→ **EXERCISE BRIEF**
Extract exactly and only the lines of the data below, starting at the line with "find the white metal fence" and stopping after the final line.

→ **RECORDS FOR THIS EXERCISE**
+++

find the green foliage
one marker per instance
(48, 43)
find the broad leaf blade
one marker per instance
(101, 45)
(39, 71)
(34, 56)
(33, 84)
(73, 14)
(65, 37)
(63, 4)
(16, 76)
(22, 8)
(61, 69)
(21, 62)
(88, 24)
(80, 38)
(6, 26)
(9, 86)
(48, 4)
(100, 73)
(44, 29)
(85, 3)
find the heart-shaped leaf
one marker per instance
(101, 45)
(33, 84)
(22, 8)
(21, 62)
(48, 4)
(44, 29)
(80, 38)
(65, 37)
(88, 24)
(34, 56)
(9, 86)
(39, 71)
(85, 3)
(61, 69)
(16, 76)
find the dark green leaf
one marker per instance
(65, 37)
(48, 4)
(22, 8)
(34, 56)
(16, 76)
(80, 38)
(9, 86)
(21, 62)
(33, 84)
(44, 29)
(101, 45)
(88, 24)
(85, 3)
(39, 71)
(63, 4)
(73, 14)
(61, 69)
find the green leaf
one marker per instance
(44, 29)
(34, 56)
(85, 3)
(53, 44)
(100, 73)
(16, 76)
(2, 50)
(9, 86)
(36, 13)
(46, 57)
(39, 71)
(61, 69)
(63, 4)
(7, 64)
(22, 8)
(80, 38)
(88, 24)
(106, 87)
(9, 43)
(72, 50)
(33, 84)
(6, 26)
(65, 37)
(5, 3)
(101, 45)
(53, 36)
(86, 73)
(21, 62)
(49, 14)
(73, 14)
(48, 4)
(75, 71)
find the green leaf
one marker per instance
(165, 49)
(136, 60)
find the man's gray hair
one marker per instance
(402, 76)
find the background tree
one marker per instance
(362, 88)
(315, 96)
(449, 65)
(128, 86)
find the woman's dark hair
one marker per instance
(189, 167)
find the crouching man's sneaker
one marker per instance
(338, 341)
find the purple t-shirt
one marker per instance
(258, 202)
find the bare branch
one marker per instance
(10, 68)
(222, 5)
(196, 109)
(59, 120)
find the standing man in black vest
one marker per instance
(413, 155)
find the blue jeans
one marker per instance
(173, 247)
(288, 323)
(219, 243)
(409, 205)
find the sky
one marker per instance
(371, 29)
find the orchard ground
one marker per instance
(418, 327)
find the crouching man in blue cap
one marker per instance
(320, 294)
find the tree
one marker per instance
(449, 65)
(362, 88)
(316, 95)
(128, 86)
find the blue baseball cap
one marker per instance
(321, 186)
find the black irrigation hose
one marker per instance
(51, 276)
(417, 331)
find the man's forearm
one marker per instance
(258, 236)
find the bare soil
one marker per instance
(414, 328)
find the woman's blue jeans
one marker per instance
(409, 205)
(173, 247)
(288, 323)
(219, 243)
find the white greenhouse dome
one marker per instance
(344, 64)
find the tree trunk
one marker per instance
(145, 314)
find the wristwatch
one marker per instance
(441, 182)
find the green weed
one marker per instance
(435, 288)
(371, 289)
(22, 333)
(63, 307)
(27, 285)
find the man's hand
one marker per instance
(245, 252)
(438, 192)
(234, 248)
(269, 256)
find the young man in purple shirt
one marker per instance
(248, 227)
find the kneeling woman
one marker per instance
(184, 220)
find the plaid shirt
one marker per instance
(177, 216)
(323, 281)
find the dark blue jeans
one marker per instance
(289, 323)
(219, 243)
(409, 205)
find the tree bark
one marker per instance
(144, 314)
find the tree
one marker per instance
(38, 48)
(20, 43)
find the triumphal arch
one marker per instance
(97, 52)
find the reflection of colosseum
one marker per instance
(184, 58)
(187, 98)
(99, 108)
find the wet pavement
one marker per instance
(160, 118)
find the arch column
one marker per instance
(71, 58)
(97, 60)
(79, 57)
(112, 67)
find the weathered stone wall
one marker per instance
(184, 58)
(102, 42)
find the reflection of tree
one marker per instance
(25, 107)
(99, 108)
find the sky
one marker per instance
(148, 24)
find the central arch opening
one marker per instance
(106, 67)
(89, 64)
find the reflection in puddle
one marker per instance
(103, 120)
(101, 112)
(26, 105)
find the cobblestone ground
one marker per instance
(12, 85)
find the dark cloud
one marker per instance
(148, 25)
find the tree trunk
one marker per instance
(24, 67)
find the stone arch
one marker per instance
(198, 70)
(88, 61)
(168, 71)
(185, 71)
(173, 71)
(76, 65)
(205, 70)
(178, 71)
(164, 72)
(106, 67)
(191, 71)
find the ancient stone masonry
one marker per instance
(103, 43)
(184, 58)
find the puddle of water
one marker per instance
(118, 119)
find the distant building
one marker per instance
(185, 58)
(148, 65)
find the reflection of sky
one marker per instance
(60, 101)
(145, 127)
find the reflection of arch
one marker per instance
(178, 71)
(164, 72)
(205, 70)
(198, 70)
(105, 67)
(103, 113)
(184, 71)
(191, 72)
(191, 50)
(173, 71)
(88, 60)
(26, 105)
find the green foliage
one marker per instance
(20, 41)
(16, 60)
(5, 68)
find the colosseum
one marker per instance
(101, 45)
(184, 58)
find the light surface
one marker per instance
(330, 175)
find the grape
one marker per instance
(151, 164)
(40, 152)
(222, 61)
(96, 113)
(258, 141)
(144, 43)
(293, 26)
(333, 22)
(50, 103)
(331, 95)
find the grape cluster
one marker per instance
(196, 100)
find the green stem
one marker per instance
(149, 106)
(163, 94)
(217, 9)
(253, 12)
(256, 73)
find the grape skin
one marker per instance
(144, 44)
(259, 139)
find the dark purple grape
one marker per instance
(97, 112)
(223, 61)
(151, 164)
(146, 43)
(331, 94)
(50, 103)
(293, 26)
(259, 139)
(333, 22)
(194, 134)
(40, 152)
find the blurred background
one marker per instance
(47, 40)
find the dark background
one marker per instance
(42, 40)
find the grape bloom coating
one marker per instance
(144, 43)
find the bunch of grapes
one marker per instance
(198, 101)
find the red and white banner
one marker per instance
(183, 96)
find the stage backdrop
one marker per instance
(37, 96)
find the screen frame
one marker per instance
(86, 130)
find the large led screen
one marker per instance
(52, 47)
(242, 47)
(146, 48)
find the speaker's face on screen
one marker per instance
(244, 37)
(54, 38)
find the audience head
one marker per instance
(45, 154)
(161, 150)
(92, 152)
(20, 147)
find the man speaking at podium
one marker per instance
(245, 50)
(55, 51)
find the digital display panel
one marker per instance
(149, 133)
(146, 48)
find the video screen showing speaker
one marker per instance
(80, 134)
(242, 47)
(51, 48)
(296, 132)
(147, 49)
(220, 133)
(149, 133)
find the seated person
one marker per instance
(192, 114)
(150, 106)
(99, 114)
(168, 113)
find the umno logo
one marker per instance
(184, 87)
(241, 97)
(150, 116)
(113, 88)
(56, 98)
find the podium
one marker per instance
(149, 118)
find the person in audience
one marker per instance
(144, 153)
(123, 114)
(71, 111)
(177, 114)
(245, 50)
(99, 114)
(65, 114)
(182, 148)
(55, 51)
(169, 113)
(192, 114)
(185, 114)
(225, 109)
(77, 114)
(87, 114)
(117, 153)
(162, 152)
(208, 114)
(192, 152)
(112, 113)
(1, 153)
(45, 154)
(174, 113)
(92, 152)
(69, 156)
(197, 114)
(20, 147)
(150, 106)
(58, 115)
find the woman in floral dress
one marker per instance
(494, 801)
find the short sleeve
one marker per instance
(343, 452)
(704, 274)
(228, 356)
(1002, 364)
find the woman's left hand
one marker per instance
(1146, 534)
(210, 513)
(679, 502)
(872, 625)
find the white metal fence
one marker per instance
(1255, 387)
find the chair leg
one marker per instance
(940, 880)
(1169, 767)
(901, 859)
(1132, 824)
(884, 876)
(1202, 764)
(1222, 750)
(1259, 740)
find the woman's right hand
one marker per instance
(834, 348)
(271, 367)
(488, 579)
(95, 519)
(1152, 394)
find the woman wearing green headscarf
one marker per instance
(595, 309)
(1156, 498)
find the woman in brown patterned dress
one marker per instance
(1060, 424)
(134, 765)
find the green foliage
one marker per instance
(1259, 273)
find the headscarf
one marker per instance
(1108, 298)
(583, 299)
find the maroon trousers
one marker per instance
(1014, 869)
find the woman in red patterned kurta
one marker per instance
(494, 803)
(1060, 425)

+++

→ **COMPLETE RESPONSE**
find the white metal fence
one marker per instance
(1255, 387)
find the chair leg
one marker per instance
(940, 880)
(1169, 767)
(901, 859)
(1132, 824)
(884, 876)
(1202, 764)
(1222, 750)
(1259, 740)
find the woman's right hand
one marker per instance
(834, 348)
(271, 367)
(488, 579)
(95, 519)
(1152, 394)
find the woman wearing green headscarf
one marker per instance
(595, 309)
(1156, 498)
find the woman in brown patterned dress
one marker per instance
(1060, 424)
(134, 765)
find the green foliage
one marker per instance
(1259, 273)
find the headscarf
one marker per instance
(1108, 298)
(583, 299)
find the maroon trousers
one marker per instance
(1014, 869)
find the woman in red patterned kurta
one marker per instance
(494, 803)
(1060, 425)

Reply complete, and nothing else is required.